(WRITTEN PROBLEM):
The data must be returned in full and exactly as given.

[Position annotation records]
■ ■ ■ ■ ■ ■ ■

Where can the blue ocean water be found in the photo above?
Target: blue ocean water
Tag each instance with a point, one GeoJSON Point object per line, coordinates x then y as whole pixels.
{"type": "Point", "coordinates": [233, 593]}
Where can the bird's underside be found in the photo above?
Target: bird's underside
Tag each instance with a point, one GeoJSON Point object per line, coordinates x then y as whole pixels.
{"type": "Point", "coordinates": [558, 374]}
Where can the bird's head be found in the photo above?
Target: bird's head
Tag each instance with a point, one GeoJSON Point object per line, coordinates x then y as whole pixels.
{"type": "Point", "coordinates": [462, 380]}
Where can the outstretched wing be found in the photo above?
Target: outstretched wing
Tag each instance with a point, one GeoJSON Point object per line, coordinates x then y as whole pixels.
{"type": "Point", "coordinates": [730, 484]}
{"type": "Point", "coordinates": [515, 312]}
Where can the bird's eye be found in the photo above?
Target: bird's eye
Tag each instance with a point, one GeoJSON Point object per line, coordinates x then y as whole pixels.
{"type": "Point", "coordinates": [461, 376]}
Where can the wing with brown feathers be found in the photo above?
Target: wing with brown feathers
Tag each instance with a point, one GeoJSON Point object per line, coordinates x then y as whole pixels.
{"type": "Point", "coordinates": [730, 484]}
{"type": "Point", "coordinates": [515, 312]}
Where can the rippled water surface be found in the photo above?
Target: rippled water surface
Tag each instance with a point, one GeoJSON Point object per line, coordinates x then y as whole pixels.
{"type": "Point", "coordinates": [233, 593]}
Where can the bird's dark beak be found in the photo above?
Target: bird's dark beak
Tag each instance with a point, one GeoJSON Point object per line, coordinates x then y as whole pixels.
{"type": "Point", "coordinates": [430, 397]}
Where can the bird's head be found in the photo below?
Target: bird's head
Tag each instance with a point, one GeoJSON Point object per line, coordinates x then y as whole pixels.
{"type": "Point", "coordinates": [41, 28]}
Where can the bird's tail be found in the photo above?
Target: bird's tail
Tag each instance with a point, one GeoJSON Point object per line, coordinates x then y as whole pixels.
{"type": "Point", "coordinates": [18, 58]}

■ ■ ■ ■ ■ ■ ■

(FULL SOLUTION):
Where can the blue ocean water be found in the photo above?
Target: blue ocean water
Tag each instance with a point, one GeoJSON Point object per line, coordinates x then y as whole pixels.
{"type": "Point", "coordinates": [233, 593]}
Where can the bird's underside be found in the photo above?
Target: bird's underside
Tag each instance with a point, one GeoJSON Point object per line, coordinates x then y as whole pixels.
{"type": "Point", "coordinates": [558, 374]}
Where can the bird's head be found in the photo above?
Target: bird's head
Tag each instance with a point, one GeoJSON Point object per line, coordinates x then y as whole pixels.
{"type": "Point", "coordinates": [462, 380]}
Where can the outstretched wing be found in the photo above?
Target: outstretched wing
Tag each instance with a point, one GeoJSON Point object per line, coordinates x then y as whole pixels.
{"type": "Point", "coordinates": [730, 484]}
{"type": "Point", "coordinates": [515, 312]}
Where can the bird's eye be found in the photo above?
Target: bird's eye
Tag each instance with a point, one GeoJSON Point object per line, coordinates x then y as whole pixels.
{"type": "Point", "coordinates": [461, 376]}
Where can the wing with brown feathers be found in the photo above?
Target: wing with brown feathers
Tag each instance with a point, one GeoJSON Point object per line, coordinates x then y as whole pixels.
{"type": "Point", "coordinates": [730, 484]}
{"type": "Point", "coordinates": [515, 312]}
Where can the rippled water surface be found in the photo above?
Target: rippled water surface
Tag each instance with a point, one GeoJSON Point object per line, coordinates x then y as whole pixels.
{"type": "Point", "coordinates": [233, 593]}
Where can the bird's dark beak be found in the photo above?
Target: bird's dark beak
Tag each instance with a point, one GeoJSON Point object per line, coordinates x then y as whole pixels.
{"type": "Point", "coordinates": [430, 397]}
Where can the bird's head be found in the photo below?
Target: bird's head
Tag each instance with a point, one GeoJSON Point object per line, coordinates x then y as whole pixels.
{"type": "Point", "coordinates": [41, 28]}
Where can the bird's tail be found in the photo above?
Target: bird's tail
Tag each instance with a point, one GeoJSON Point object per line, coordinates x then y as whole pixels.
{"type": "Point", "coordinates": [18, 58]}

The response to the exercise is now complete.